» **Passage to read**:
Probably a good idea, except that it is only an interim state on the
way to changing the function to "stripe_set_idx" where we pass a
'struct stripe_head *' and it fills the details in directly.

So, while I agree it is ugly, I think I'll leave it as it is.

> 
> > +	/* Note that unlike RAID-5, the ordering of the disks matters greatly.*/
> > +	/* FIX: Is this ordering of drives even remotely optimal? */
> > +	count = 0;
> > +	i = d0_idx;
> > +	do {
> > +		if (i == sh->pd_idx)
> > +			ptrs[disks-2] = page_address(sh->dev[i].page);
> > +		else if (i == sh->qd_idx)
> > +			ptrs[disks-1] = page_address(sh->dev[i].page);
> > +		else {
> >  			ptrs[count++] = page_address(sh->dev[i].page);
> > -			if (count <= disks-2 && !test_bit(R5_UPTODATE, &sh->dev[i].flags))
> > +			if (!test_bit(R5_UPTODATE, &sh->dev[i].flags))

» **Source material**:
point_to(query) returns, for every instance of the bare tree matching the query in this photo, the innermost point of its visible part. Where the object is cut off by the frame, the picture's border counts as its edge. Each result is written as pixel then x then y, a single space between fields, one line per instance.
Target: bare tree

» **Written exercise**:
Rewrite the passage of the patch discussion that begins with the words containing "So, while I" and ends with "(i == sh->pd_idx)", putting "messy" wherever "ugly" appears. Rely only on the patch discussion, not on the data.

» **Answer below**:
So, while I agree it is messy, I think I'll leave it as it is.

> 
> > +	/* Note that unlike RAID-5, the ordering of the disks matters greatly.*/
> > +	/* FIX: Is this ordering of drives even remotely optimal? */
> > +	count = 0;
> > +	i = d0_idx;
> > +	do {
> > +		if (i == sh->pd_idx)